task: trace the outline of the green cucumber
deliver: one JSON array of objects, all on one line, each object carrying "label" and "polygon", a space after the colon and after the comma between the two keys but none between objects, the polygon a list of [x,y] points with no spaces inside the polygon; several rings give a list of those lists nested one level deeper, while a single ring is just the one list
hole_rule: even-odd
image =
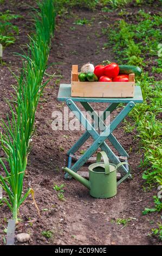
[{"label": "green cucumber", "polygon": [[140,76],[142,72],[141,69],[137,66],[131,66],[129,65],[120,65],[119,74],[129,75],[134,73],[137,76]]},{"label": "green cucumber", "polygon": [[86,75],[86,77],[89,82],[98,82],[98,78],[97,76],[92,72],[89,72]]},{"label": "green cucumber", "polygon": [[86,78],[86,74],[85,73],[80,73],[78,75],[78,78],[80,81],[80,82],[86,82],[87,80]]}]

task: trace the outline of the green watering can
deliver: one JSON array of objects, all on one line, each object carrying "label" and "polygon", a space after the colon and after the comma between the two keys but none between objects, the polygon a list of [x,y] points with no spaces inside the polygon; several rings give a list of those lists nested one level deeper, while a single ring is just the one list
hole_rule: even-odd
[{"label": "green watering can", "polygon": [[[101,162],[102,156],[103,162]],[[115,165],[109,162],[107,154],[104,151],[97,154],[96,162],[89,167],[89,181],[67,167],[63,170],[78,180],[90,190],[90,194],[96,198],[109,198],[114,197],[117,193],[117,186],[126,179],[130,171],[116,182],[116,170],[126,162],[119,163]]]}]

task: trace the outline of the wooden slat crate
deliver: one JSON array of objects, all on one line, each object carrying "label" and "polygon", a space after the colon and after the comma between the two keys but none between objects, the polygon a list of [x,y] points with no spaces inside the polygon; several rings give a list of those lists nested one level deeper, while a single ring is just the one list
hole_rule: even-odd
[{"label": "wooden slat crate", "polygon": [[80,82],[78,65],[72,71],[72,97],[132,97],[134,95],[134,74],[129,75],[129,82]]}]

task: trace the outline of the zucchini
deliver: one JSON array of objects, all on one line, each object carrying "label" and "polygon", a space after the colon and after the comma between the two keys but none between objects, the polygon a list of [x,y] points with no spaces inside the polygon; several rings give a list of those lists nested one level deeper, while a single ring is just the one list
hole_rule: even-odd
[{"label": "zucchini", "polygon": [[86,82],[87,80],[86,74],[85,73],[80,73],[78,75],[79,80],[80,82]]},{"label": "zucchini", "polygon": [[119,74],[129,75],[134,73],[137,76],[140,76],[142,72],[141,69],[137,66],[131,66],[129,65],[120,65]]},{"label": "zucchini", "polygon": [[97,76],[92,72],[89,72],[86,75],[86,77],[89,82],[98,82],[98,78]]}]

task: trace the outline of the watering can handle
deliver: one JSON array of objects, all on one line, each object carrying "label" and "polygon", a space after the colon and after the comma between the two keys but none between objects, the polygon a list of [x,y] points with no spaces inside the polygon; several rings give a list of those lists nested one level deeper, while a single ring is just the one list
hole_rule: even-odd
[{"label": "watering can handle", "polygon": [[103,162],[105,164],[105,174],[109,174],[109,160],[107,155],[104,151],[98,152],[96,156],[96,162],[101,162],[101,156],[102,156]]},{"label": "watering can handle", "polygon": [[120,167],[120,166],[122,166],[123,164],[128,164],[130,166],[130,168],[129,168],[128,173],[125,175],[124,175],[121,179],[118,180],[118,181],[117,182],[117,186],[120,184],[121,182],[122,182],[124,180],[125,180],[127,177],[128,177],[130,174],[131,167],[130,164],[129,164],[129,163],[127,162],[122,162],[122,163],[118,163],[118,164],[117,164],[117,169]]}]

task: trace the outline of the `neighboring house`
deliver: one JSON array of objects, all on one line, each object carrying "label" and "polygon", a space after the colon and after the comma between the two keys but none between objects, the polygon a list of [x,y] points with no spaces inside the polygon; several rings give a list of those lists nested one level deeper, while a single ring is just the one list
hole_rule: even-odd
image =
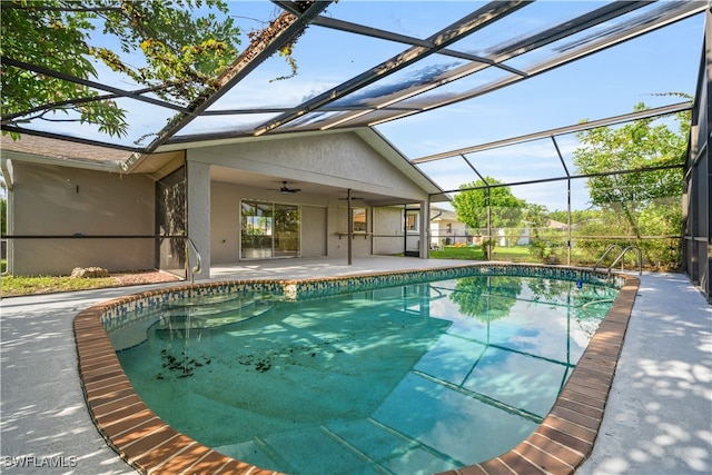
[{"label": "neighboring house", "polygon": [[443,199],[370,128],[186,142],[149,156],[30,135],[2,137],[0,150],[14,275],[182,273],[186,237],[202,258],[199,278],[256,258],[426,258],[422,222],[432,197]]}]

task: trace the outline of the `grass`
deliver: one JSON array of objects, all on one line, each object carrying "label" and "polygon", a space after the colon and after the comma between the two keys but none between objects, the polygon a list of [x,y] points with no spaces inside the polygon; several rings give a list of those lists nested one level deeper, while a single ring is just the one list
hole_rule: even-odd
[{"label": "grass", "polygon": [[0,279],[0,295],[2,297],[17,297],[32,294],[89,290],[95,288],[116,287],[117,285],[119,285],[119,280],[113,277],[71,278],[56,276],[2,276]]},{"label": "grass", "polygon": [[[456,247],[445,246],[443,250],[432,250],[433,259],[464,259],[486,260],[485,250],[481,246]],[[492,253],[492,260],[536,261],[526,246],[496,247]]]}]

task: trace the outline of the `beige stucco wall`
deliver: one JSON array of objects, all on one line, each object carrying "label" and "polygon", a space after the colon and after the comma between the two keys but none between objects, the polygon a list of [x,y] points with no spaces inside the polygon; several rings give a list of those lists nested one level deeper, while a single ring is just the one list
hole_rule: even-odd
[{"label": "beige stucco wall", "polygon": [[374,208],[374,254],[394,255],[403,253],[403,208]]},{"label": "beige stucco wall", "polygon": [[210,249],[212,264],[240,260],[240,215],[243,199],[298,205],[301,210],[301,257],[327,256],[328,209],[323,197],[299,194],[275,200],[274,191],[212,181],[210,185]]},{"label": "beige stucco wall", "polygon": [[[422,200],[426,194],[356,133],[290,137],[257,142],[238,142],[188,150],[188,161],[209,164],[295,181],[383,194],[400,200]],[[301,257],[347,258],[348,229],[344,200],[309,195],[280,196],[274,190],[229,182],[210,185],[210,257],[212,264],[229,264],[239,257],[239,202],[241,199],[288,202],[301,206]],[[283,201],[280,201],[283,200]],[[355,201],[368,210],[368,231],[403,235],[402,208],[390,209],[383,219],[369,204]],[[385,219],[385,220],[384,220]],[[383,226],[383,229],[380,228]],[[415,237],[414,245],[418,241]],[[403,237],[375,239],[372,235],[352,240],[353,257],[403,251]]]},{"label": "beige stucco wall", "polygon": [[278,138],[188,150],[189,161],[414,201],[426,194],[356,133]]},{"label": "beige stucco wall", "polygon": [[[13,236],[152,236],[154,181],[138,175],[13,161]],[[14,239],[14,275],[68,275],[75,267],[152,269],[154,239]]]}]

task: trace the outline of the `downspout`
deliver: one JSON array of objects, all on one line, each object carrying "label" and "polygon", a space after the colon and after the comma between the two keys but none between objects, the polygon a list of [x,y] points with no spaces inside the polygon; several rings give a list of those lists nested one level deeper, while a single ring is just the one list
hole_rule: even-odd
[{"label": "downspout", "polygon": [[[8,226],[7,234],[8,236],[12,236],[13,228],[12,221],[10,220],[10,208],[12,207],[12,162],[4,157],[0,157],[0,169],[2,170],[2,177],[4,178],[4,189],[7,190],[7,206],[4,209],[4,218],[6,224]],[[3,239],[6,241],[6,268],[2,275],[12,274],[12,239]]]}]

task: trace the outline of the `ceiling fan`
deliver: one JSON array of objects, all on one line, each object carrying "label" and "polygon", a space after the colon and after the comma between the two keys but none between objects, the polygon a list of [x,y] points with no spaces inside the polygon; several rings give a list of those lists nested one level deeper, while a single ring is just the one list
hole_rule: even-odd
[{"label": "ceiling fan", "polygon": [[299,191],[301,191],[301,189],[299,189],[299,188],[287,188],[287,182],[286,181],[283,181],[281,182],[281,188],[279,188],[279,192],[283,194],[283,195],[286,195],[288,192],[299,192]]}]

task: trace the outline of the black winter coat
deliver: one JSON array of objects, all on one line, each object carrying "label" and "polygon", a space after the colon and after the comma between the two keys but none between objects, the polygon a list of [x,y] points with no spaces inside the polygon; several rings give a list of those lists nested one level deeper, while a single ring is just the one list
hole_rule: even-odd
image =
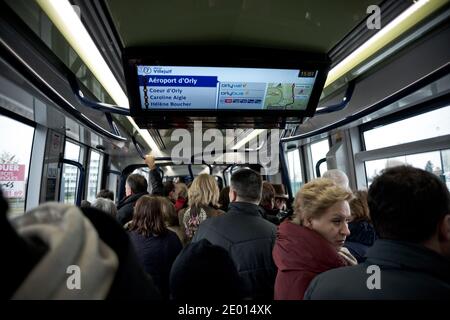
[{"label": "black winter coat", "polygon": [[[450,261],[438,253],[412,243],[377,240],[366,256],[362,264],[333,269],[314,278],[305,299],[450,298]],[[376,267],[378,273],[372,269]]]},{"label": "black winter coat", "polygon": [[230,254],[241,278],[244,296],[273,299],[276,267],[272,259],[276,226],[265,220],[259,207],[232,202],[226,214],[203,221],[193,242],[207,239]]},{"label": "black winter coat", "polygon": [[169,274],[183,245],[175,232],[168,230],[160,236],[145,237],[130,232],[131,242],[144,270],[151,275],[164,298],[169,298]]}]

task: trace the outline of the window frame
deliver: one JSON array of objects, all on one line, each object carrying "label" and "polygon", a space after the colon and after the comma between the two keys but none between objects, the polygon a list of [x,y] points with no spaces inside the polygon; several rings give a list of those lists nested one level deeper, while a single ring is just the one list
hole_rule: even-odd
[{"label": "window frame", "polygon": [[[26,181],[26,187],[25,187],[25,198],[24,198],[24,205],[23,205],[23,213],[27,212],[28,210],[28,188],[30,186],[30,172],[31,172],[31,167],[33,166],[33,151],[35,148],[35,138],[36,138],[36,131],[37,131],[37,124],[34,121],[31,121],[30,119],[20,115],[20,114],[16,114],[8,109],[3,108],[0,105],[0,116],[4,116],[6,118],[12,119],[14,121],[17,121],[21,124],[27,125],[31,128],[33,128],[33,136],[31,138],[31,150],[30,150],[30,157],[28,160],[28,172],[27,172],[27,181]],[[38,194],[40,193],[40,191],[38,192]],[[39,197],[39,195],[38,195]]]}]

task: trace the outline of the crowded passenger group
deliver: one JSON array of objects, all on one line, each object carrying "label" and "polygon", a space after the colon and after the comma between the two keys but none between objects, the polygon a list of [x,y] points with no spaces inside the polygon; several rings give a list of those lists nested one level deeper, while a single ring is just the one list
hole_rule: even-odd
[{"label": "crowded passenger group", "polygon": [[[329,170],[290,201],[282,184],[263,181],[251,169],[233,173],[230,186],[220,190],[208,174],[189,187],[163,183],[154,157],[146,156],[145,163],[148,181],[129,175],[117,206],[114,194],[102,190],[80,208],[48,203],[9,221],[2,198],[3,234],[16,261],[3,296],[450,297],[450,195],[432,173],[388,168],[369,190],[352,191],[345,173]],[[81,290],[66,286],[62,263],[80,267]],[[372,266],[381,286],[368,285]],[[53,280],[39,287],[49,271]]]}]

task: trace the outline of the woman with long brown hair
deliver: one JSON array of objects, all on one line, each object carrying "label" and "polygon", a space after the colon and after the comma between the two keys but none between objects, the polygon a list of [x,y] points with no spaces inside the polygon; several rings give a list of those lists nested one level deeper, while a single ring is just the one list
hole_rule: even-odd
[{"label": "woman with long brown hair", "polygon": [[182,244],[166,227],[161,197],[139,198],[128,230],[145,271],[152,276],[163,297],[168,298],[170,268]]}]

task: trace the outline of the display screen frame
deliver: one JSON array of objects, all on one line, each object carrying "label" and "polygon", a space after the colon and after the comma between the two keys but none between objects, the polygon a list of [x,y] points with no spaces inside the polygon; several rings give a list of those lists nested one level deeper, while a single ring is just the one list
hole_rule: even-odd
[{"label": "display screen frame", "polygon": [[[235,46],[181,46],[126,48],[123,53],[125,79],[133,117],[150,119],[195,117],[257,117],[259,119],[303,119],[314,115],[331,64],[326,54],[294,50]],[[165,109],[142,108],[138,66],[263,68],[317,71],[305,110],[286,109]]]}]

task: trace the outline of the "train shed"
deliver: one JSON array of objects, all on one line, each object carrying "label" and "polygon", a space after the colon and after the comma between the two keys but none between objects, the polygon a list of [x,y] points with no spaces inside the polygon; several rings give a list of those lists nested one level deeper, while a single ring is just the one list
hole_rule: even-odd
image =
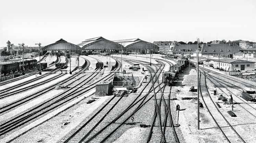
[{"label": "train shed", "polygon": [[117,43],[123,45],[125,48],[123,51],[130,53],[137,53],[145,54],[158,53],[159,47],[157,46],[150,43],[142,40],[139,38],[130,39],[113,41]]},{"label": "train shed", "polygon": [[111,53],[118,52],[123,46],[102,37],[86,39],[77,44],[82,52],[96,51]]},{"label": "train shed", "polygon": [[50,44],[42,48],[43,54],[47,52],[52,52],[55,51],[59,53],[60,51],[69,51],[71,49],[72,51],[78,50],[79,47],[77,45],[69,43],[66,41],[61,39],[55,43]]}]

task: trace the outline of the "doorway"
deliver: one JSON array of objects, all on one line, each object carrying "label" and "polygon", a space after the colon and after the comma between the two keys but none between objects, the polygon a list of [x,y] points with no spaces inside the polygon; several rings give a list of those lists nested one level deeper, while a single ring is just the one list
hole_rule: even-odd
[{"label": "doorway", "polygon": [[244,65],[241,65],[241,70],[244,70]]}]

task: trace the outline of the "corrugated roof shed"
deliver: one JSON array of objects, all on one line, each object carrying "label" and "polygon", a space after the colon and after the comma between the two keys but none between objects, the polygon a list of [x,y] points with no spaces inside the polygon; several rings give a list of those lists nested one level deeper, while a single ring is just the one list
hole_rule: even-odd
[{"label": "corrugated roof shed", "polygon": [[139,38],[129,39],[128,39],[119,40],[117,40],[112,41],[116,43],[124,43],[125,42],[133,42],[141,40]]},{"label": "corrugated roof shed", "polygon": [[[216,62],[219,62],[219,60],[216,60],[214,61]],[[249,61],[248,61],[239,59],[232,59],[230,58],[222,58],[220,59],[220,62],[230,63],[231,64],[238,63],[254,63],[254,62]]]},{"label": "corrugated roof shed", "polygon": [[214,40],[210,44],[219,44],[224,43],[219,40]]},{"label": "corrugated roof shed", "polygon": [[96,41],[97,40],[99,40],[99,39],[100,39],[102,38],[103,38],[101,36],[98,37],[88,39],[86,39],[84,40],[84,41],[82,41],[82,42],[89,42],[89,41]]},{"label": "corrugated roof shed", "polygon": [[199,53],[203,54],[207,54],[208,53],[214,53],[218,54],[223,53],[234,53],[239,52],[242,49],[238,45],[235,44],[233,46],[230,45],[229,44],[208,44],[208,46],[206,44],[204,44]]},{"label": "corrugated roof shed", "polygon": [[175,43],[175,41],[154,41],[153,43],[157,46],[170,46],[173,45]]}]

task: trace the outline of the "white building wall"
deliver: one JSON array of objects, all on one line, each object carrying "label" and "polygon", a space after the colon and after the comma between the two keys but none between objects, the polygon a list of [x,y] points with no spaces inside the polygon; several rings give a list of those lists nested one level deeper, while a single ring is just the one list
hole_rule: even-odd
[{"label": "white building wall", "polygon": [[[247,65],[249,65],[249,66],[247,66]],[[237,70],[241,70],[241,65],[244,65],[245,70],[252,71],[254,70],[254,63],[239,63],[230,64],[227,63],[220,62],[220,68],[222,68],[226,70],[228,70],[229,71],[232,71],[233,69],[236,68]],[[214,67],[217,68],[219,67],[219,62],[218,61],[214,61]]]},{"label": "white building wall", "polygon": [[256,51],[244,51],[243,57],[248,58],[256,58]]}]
____
List every line of the material that contains the word "woman", treating uppercase and lowercase as different.

#### Task output
task: trace the outline of the woman with long brown hair
[{"label": "woman with long brown hair", "polygon": [[182,244],[166,227],[161,197],[139,198],[128,230],[145,271],[152,276],[163,297],[168,298],[170,268]]}]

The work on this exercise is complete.